**EXERCISE PASSAGE**:
---------------
A newly published study in Oncoscience explores a potential new approach to treating glioblastoma, an aggressive form of brain cancer that remains extremely difficult to treat. The paper is titled "Selective blood-brain barrier penetration and tumor targeting of nitrosylcobalamin in glioblastoma: Pharmacokinetics, tissue distribution, and synergistic activity with trail and temozolomide."

The research was led by first and corresponding author Joseph A. Bauer of Nitric Oxide Services, LLC and the Cleveland Clinic Foundation Taussig Cancer Center. The team investigated nitrosylcobalamin (NO-Cbl), a modified form of vitamin B12 that releases nitric oxide, to determine whether it could cross the blood-brain barrier (BBB) and selectively accumulate in glioblastoma tumors.
---------------
Photo-based referring expression items
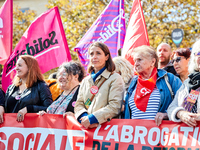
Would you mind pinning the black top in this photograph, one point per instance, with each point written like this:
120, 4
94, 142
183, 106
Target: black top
2, 98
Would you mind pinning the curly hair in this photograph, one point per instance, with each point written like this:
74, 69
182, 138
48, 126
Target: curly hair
124, 68
73, 68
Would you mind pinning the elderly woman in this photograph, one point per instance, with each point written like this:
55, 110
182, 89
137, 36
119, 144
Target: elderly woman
28, 93
100, 95
125, 69
186, 104
148, 96
180, 61
70, 74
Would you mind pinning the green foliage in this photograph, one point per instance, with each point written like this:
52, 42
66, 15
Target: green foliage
162, 17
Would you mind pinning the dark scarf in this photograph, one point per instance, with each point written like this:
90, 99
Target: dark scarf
194, 81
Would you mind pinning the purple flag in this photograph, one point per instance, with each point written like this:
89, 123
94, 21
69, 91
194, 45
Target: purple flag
109, 28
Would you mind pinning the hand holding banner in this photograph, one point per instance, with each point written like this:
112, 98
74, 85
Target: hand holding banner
45, 40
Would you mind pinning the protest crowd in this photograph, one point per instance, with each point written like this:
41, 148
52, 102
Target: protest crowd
156, 87
157, 84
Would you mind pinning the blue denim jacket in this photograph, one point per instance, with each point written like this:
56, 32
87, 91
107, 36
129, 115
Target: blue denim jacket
165, 95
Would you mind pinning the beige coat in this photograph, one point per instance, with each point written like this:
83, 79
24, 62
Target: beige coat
107, 102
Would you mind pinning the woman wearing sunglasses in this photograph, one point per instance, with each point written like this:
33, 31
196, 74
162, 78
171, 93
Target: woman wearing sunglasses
180, 61
186, 105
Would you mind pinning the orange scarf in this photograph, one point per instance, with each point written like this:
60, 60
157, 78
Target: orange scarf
144, 89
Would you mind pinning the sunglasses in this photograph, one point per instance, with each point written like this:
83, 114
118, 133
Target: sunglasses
176, 60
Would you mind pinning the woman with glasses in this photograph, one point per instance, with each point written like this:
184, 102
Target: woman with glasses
100, 95
180, 61
69, 75
186, 105
28, 93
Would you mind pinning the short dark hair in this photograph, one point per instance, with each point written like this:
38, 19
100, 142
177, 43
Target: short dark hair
183, 52
74, 68
110, 66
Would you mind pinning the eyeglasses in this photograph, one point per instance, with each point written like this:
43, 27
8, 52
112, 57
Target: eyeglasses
197, 54
177, 60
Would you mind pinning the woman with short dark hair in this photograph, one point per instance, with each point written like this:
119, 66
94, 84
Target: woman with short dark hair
100, 94
149, 95
69, 75
28, 93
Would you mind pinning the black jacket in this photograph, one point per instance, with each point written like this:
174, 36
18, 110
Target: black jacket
70, 106
36, 98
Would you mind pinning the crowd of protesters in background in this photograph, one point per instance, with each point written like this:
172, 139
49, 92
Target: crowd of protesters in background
151, 89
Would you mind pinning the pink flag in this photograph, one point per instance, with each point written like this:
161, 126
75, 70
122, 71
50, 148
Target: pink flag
6, 30
109, 28
45, 40
136, 34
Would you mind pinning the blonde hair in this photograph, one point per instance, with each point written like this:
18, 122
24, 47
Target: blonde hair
124, 67
193, 66
110, 66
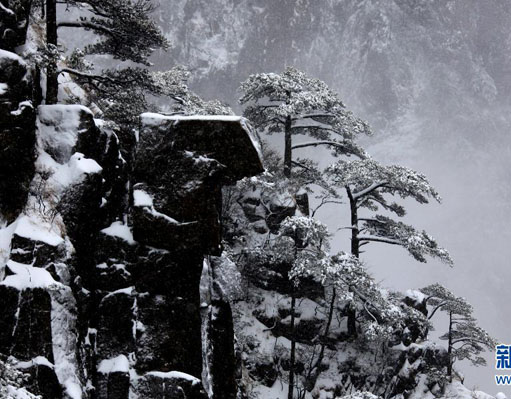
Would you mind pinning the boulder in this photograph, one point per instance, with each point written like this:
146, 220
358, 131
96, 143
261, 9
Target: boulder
43, 380
14, 17
25, 323
228, 139
113, 379
17, 134
168, 334
115, 324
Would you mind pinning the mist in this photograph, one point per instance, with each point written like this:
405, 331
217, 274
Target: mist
433, 80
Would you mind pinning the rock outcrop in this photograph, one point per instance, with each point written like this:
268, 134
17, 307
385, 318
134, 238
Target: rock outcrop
101, 286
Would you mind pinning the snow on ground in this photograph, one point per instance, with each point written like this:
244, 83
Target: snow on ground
39, 360
119, 364
141, 198
58, 127
36, 230
154, 119
120, 230
11, 56
25, 276
64, 339
72, 172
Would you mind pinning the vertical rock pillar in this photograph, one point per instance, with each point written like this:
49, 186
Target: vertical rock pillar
180, 167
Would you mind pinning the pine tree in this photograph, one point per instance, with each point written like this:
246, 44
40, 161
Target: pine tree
125, 29
465, 339
294, 103
303, 242
366, 183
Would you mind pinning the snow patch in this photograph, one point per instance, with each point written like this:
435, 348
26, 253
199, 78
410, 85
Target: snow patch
11, 56
175, 374
141, 198
25, 276
35, 230
74, 171
58, 127
154, 119
119, 364
120, 230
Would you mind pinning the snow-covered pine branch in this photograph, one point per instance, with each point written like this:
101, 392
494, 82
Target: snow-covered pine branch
294, 103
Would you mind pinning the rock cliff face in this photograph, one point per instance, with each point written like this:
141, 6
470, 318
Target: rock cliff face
103, 245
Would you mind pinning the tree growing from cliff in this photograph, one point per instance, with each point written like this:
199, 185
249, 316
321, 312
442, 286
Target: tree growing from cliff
301, 241
124, 27
465, 339
293, 103
366, 183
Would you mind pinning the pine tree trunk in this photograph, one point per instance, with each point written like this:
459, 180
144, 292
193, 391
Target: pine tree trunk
288, 152
355, 243
355, 251
449, 349
315, 371
291, 384
51, 39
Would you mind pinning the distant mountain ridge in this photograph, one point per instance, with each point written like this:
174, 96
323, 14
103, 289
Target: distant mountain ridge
392, 61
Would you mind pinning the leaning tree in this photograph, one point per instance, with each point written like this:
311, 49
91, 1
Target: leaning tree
367, 183
293, 103
303, 243
465, 339
124, 28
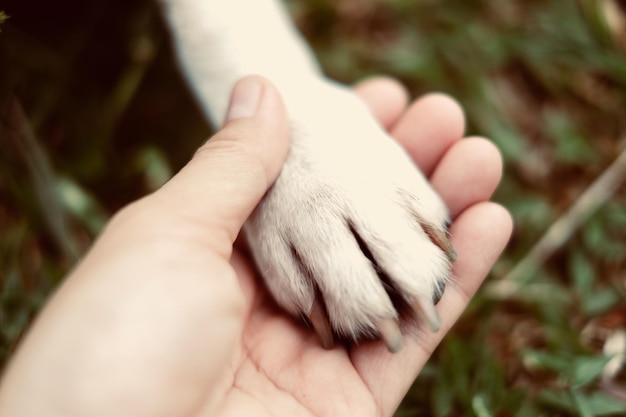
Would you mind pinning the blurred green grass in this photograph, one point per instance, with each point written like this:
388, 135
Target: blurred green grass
94, 114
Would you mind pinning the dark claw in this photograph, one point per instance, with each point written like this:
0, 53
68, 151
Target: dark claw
438, 293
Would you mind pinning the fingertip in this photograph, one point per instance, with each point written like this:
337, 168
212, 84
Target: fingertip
386, 97
469, 172
429, 127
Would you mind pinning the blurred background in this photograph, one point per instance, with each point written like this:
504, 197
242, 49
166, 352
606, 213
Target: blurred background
94, 114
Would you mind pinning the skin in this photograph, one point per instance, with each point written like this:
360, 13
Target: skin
165, 317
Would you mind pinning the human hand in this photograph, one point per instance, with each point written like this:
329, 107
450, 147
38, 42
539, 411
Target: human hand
164, 318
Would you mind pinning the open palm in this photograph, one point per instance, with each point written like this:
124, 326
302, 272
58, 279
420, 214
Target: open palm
165, 319
280, 368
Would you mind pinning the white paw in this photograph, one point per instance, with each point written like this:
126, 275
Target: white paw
351, 236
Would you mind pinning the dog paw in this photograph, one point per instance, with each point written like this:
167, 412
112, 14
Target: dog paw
351, 237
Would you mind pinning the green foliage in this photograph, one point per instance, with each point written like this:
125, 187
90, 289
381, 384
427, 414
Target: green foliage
544, 79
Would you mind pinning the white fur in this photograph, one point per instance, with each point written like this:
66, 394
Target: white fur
343, 171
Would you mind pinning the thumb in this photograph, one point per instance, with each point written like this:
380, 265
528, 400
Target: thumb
228, 175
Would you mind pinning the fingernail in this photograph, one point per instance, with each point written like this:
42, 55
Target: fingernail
245, 99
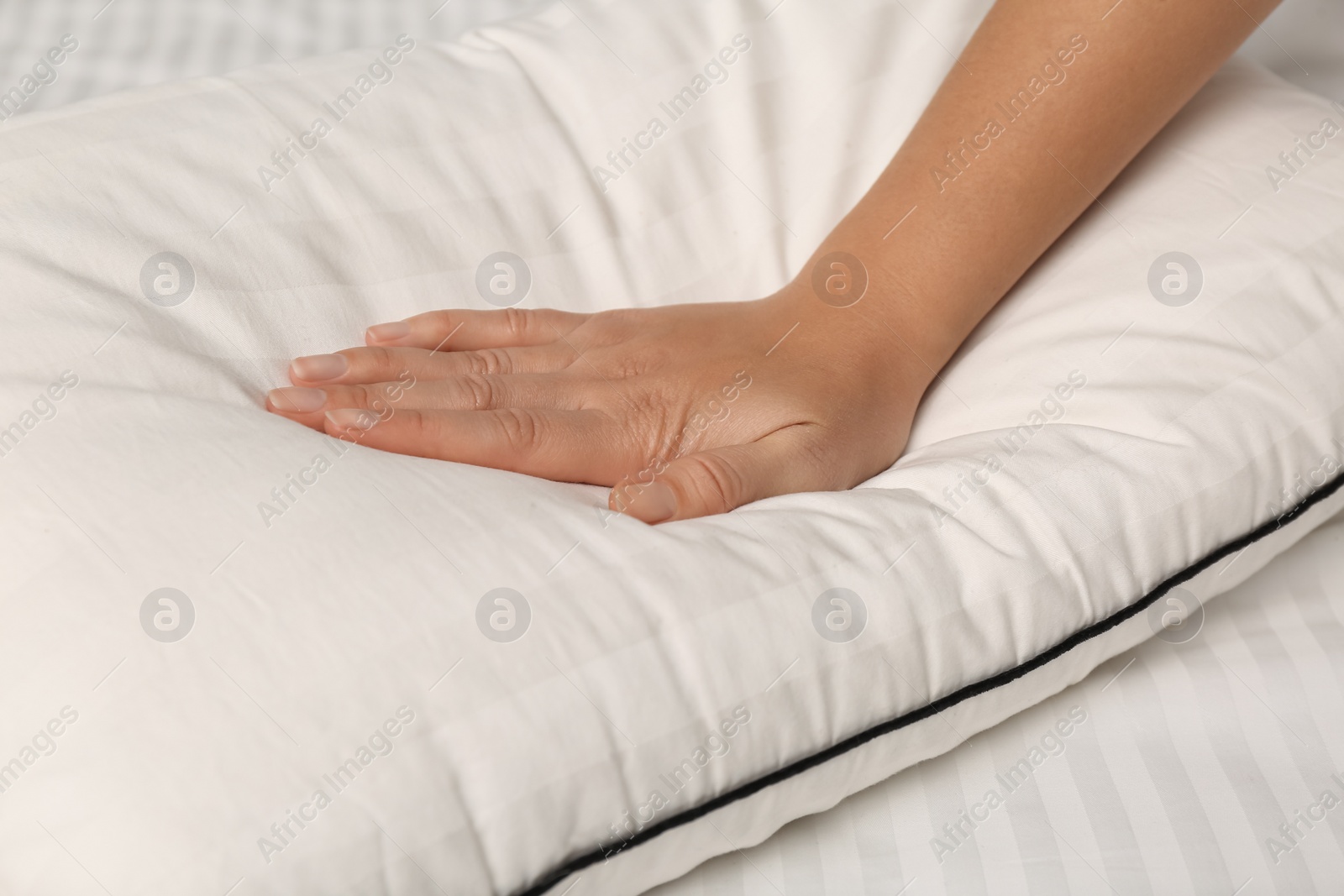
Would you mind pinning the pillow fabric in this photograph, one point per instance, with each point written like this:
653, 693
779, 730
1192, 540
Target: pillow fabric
239, 653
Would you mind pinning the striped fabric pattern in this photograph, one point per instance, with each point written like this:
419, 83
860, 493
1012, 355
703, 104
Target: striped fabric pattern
131, 43
1213, 766
128, 43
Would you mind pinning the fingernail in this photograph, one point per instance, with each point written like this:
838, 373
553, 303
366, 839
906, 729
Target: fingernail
319, 367
655, 503
393, 332
297, 398
351, 418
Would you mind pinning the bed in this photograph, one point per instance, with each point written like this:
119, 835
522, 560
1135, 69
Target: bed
1171, 768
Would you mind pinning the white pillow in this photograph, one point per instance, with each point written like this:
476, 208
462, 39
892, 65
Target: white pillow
342, 642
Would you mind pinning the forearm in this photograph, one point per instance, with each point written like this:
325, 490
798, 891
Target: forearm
1045, 107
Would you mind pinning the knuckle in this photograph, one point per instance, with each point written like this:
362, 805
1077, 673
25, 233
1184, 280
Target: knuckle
521, 429
490, 360
481, 390
517, 322
716, 483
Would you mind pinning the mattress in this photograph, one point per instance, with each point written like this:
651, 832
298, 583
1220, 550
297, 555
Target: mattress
1191, 766
1180, 761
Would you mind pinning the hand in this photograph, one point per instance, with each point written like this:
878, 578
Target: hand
687, 410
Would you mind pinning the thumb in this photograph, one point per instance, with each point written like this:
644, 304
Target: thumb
725, 479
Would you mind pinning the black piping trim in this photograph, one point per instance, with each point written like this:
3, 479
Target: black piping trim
999, 680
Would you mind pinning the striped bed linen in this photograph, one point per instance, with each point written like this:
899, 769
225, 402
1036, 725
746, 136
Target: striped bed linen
131, 43
1213, 766
128, 43
1195, 768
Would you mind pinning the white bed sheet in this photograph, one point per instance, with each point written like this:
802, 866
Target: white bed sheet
1189, 757
1189, 761
128, 43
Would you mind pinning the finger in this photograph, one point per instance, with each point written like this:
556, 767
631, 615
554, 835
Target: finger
454, 331
571, 446
386, 364
467, 392
725, 479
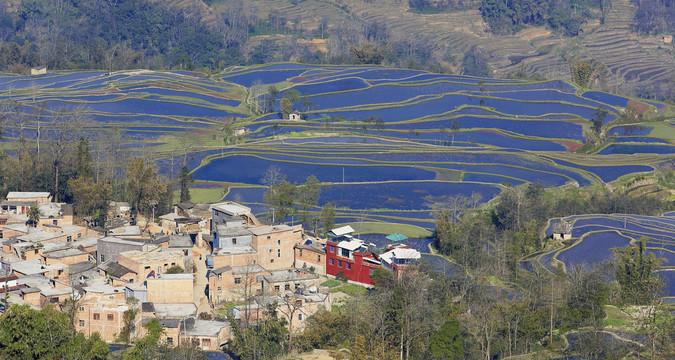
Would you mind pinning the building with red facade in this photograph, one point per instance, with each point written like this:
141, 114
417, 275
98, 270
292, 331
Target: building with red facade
351, 259
354, 260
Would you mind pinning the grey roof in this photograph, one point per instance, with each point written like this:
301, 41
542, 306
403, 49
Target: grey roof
115, 269
175, 310
64, 253
206, 328
290, 275
30, 290
270, 229
185, 205
80, 267
224, 231
180, 241
221, 270
26, 194
562, 227
234, 250
239, 270
147, 307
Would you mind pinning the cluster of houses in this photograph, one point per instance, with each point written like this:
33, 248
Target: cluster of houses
181, 272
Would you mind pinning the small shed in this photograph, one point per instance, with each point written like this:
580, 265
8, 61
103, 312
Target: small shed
562, 230
397, 237
37, 71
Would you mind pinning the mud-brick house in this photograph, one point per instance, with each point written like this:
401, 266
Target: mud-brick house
562, 230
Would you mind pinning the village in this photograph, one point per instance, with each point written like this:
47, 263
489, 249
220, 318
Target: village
195, 270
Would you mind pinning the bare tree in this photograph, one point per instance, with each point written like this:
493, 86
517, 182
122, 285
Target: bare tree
62, 133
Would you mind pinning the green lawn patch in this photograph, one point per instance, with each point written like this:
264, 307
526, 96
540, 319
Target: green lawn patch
410, 231
331, 283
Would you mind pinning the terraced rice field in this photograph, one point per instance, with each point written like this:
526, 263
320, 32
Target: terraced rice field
387, 144
595, 236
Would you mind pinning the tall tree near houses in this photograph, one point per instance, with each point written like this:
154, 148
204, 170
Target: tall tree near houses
308, 198
144, 188
83, 159
61, 132
635, 272
186, 179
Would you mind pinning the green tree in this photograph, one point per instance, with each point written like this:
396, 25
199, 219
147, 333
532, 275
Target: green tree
599, 119
368, 53
475, 63
33, 215
144, 188
90, 198
308, 198
26, 333
281, 200
286, 107
447, 343
83, 159
327, 217
185, 179
635, 272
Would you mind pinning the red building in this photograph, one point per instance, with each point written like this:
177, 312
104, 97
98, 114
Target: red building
352, 259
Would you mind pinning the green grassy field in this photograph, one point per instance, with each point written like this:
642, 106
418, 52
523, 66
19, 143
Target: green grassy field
389, 228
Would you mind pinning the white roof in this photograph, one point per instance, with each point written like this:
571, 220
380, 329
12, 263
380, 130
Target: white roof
231, 208
342, 230
400, 253
23, 195
351, 244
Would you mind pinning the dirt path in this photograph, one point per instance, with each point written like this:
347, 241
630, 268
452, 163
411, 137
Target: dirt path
199, 295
---------------
**APPLY WHAT YOU READ**:
a. Answer these questions using the text about the glioblastoma study:
(i) In which journal was the study published?
(ii) Who was the first and corresponding author?
(iii) How does the text describe nitrosylcobalamin?
b. Extend the text about the glioblastoma study with new sentences that follow its final sentence.

**ANSWERS TO THE PROBLEMS**:
a.
(i) Oncoscience
(ii) Joseph A. Bauer
(iii) As a modified form of vitamin B12 that releases nitric oxide

b.
Glioblastoma multiforme (GBM) is among the most lethal and treatment-resistant cancers of the brain. Even with surgery, radiation therapy, and chemotherapy, patients typically survive less than 15 months after diagnosis. One major reason is the blood-brain barrier, a protective structure that blocks many drugs from reaching tumor tissue in the brain.

Testing a Vitamin B12-Based Brain Cancer Therapy

To evaluate NO-Cbl, the researchers used several experimental methods. These included testing the compound against cancer cells in the NCI-60 human tumor cell line panel, conducting pharmacokinetic studies in rats with glioblastoma tumors, and examining how NO-Cbl performed in combination with other treatments in human glioblastoma cell lines.